* EXERCISE 1 *
List the haunting visuals that the Exorcist III review says stay with you long after the film is over.
* EXERCISE 2 *
Copy the stretch of the Exorcist III review from "What bothers me" through "in the delivery.".

START EXTRACTED TEXT

The Exorcist III (1990)/Exorcist II: The Heretic (1977)

What’s good in The Exorcist III we can attribute to William Peter Blatty’s script and direction and to the cast, especially Brad Dourif and George C. Scott; what’s bad, to Executive Meddling — in particular the last-minute exorcism performed by a last-minute priest; it says a lot that Richard Burton’s Father Lamont from Exorcist II: The Heretic is more memorable than Nicol Williamson’s Father Morning.

Unlike The Heretic, III looks and feels (except for a bizarre dream sequence featuring cameos by Fabio and Patrick Ewing as angels) like it belongs in the same world as The Exorcist; that is to say, it knows the words and the music.

There are haunting visuals that stay with you long after the film is over (the figure on the crucifix opening its eyes, the old woman crawling on the ceiling, Scott’s daughter’s near decapitation).

At the same time, the film has a sense of humor that I would call shakespearean; Father Joseph Dyer (Ed Flanders), whose dialogue includes a reference to Mel Brooks’s Spaceballs, is akin to the gravedigger in Hamlet or the porter in Macbeth.

What bothers me about III is the same thing that troubles me about The Heretic (though to a much lesser degree), and it’s the ‘how.’ Specifically, how Patient X, alias Father Damien Karras (Jason Miller), ends up in a cell in a hospital’s psychiatric ward for the past 15 years.

It was serendipitous to have X played by both Miller and Dourif (more so the latter than the former), because Dourif, as James ‘The Gemini Killer’ Venamun, has a long, loose-end-tying expository monologue that proves sometimes you can indeed polish a turd.

Mind you, it doesn’t, even after allowing for supernatural intervention, make a lick of fucking sense (the corpse of a beloved local priest bursts out of his “cheap little coffin” and goes missing, and no one is the wiser?), but it’s all in the delivery.

Dourif turns in a bone-freezing campfire tall tale that keeps you hanging on his every supernatural word (at one point he briefly reflects, “is this true?” — as if he finds it hard to swallow himself).

END EXTRACTED TEXT
START DATASET RECORDS

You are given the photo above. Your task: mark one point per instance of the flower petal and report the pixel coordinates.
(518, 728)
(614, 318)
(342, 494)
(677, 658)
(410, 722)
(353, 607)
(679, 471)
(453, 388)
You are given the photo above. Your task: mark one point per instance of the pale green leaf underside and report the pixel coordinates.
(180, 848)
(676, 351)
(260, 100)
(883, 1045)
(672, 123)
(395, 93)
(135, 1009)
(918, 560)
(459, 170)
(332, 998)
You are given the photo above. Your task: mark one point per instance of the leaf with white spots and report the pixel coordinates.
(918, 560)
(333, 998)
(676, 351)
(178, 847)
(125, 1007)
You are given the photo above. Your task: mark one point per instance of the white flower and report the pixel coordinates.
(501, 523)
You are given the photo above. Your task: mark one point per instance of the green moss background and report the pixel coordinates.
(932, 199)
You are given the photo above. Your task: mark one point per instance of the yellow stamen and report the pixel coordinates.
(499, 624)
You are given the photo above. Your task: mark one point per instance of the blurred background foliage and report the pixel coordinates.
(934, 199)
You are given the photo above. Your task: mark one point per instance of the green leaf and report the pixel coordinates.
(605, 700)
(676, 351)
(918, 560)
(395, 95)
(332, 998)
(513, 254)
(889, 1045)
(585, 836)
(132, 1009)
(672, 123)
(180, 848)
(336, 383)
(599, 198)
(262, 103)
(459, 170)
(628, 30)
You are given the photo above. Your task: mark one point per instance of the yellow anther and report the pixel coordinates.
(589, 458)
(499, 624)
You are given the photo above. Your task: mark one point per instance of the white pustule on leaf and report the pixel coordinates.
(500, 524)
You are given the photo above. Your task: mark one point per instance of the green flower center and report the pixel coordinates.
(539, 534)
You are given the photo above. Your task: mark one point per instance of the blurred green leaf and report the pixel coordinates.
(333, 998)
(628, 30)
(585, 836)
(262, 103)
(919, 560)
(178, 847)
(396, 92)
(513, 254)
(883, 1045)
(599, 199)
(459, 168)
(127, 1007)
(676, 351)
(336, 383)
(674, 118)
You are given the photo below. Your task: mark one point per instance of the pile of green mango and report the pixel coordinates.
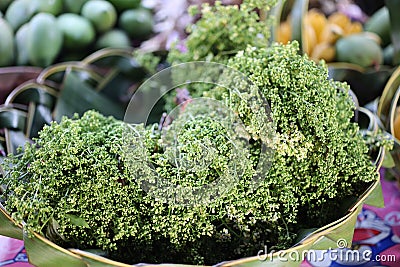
(42, 32)
(370, 48)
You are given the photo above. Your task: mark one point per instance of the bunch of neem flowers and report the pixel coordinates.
(75, 186)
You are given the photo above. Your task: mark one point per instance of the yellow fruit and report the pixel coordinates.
(317, 20)
(310, 39)
(372, 36)
(339, 19)
(331, 33)
(353, 28)
(284, 33)
(323, 51)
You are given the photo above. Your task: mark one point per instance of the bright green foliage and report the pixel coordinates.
(80, 188)
(321, 159)
(72, 187)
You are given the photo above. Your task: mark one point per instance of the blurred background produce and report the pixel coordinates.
(43, 32)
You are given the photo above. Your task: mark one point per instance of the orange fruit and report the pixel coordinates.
(339, 19)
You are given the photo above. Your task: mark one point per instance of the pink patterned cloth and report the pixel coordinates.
(377, 230)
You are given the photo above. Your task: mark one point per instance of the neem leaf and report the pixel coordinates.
(388, 161)
(76, 220)
(393, 7)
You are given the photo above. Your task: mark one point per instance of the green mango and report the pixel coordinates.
(53, 7)
(138, 23)
(6, 44)
(78, 31)
(122, 5)
(114, 38)
(18, 13)
(359, 49)
(73, 6)
(101, 13)
(44, 40)
(379, 23)
(21, 44)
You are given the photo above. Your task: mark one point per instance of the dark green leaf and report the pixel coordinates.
(78, 97)
(78, 221)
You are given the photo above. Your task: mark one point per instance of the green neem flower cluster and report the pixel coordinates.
(76, 187)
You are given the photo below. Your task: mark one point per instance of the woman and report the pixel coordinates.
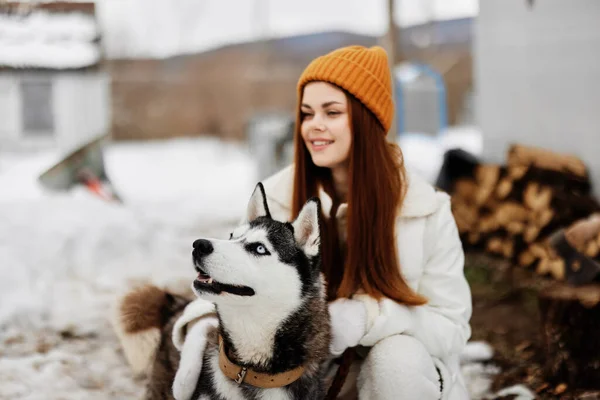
(391, 252)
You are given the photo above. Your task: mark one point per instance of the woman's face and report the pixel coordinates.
(325, 126)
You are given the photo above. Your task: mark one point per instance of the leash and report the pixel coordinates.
(342, 373)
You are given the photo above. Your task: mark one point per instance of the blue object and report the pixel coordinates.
(411, 72)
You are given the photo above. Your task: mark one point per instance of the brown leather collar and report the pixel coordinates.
(258, 379)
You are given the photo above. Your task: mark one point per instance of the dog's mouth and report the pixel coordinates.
(205, 283)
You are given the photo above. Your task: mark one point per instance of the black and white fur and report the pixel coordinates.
(269, 293)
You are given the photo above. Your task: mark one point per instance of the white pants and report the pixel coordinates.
(398, 367)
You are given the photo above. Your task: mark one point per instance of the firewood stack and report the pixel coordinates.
(509, 210)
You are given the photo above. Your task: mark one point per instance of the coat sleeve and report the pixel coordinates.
(442, 324)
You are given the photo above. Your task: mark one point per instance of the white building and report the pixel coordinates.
(53, 91)
(537, 76)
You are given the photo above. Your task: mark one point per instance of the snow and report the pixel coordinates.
(44, 40)
(65, 257)
(424, 153)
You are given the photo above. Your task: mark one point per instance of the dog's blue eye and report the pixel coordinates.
(257, 248)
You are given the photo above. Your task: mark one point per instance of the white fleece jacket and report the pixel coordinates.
(432, 262)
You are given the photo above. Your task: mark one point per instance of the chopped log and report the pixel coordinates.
(526, 258)
(515, 227)
(519, 155)
(544, 216)
(532, 232)
(517, 171)
(508, 249)
(495, 245)
(474, 237)
(509, 212)
(592, 249)
(487, 174)
(539, 251)
(537, 197)
(488, 224)
(557, 269)
(570, 319)
(504, 187)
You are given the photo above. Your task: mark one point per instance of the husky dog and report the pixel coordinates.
(269, 295)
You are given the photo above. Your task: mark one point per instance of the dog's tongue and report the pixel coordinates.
(204, 278)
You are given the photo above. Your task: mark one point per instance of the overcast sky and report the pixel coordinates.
(156, 28)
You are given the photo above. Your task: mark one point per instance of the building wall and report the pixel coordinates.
(80, 107)
(537, 77)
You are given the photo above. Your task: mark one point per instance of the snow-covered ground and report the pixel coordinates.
(65, 257)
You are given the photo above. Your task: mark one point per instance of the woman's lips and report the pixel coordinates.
(320, 145)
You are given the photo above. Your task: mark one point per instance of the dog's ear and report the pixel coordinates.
(257, 207)
(306, 227)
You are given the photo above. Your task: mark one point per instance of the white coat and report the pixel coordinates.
(432, 262)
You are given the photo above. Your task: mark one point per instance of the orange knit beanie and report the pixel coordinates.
(364, 72)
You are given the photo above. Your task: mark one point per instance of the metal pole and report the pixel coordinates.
(390, 42)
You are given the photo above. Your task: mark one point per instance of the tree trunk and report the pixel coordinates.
(571, 334)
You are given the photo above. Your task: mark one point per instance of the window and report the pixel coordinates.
(36, 106)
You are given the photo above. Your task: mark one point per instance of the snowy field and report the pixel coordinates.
(65, 257)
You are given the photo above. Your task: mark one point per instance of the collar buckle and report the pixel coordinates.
(241, 375)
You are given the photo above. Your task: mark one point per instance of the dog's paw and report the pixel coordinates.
(192, 355)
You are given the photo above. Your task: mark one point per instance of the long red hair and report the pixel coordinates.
(377, 181)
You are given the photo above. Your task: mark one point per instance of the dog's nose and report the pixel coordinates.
(203, 247)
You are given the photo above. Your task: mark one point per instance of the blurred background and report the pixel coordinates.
(130, 127)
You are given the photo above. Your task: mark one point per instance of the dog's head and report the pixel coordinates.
(264, 260)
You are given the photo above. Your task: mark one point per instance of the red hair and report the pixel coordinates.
(377, 181)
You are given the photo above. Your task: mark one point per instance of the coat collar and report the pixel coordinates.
(420, 200)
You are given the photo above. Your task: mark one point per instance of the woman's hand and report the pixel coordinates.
(348, 324)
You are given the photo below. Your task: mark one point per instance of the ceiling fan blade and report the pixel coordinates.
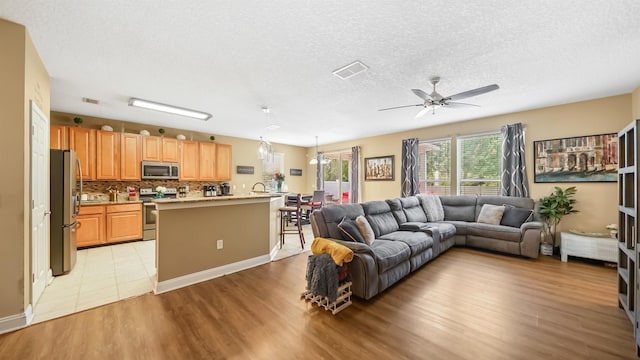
(421, 94)
(400, 107)
(474, 92)
(422, 112)
(453, 104)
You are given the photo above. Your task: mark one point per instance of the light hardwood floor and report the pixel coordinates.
(466, 304)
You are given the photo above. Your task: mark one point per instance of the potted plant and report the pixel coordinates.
(554, 207)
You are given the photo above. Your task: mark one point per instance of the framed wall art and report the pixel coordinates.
(378, 168)
(592, 158)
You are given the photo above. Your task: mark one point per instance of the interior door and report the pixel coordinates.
(39, 202)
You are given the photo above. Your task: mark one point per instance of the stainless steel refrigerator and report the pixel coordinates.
(65, 191)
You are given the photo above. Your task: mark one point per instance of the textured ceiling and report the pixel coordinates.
(231, 58)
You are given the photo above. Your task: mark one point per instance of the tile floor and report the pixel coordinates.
(106, 274)
(101, 275)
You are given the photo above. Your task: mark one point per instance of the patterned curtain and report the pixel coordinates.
(355, 174)
(319, 172)
(514, 171)
(409, 174)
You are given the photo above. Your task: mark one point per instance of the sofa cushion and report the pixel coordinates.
(350, 230)
(388, 254)
(396, 210)
(526, 203)
(365, 230)
(445, 229)
(413, 210)
(333, 215)
(379, 215)
(491, 214)
(515, 216)
(432, 207)
(459, 207)
(497, 232)
(416, 240)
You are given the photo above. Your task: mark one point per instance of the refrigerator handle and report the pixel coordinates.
(79, 196)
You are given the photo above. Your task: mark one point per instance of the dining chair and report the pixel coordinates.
(287, 213)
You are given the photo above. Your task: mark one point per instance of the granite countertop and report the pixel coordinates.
(215, 198)
(107, 202)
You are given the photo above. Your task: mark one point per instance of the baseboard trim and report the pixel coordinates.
(186, 280)
(18, 321)
(274, 252)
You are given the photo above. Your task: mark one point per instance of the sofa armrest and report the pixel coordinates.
(530, 238)
(531, 225)
(363, 269)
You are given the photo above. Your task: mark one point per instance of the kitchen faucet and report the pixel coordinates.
(264, 188)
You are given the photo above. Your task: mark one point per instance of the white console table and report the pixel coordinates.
(590, 247)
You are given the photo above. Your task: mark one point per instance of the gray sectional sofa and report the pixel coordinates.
(411, 231)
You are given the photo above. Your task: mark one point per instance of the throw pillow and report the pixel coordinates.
(491, 214)
(350, 230)
(515, 216)
(365, 229)
(432, 207)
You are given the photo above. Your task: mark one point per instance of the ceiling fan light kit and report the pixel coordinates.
(176, 110)
(435, 100)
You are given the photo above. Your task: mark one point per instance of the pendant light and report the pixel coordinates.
(265, 151)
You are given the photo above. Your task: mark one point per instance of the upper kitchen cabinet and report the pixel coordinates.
(189, 160)
(130, 156)
(156, 148)
(152, 148)
(207, 161)
(223, 162)
(59, 137)
(170, 150)
(107, 155)
(83, 142)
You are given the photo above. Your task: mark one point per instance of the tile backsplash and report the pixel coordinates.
(98, 189)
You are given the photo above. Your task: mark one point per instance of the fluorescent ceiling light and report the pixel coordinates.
(169, 109)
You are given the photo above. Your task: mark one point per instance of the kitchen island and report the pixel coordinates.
(201, 238)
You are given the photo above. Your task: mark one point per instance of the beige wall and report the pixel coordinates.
(23, 78)
(244, 151)
(596, 201)
(244, 229)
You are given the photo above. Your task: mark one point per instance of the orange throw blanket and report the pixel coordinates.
(339, 253)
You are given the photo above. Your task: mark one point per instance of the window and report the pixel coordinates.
(479, 164)
(271, 166)
(435, 167)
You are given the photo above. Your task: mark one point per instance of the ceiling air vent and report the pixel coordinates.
(350, 70)
(90, 101)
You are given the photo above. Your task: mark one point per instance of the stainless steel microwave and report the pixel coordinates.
(159, 170)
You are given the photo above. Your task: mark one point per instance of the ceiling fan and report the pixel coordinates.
(434, 100)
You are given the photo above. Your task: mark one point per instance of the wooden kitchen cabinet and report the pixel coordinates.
(159, 148)
(189, 160)
(151, 148)
(107, 155)
(90, 229)
(170, 150)
(223, 162)
(83, 142)
(207, 161)
(130, 156)
(124, 222)
(59, 137)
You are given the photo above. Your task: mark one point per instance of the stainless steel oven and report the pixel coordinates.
(148, 221)
(149, 211)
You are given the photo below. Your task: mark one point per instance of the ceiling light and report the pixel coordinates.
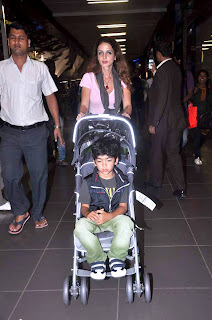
(105, 1)
(109, 26)
(113, 34)
(120, 40)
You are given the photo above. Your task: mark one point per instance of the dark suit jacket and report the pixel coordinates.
(165, 107)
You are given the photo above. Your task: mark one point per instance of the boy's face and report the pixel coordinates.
(105, 165)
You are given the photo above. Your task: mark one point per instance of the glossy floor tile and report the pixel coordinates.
(175, 249)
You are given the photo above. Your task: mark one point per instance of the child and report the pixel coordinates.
(104, 197)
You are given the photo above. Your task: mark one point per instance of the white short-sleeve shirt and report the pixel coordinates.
(21, 92)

END DATASET RECORDS

* EXERCISE RESPONSE 1 *
- The figure on the crucifix opening its eyes
- The old woman crawling on the ceiling
- Scott's daughter's near decapitation

* EXERCISE RESPONSE 2 *
What bothers me about III is the same thing that troubles me about The Heretic (though to a much lesser degree), and it’s the ‘how.’ Specifically, how Patient X, alias Father Damien Karras (Jason Miller), ends up in a cell in a hospital’s psychiatric ward for the past 15 years.

It was serendipitous to have X played by both Miller and Dourif (more so the latter than the former), because Dourif, as James ‘The Gemini Killer’ Venamun, has a long, loose-end-tying expository monologue that proves sometimes you can indeed polish a turd.

Mind you, it doesn’t, even after allowing for supernatural intervention, make a lick of fucking sense (the corpse of a beloved local priest bursts out of his “cheap little coffin” and goes missing, and no one is the wiser?), but it’s all in the delivery.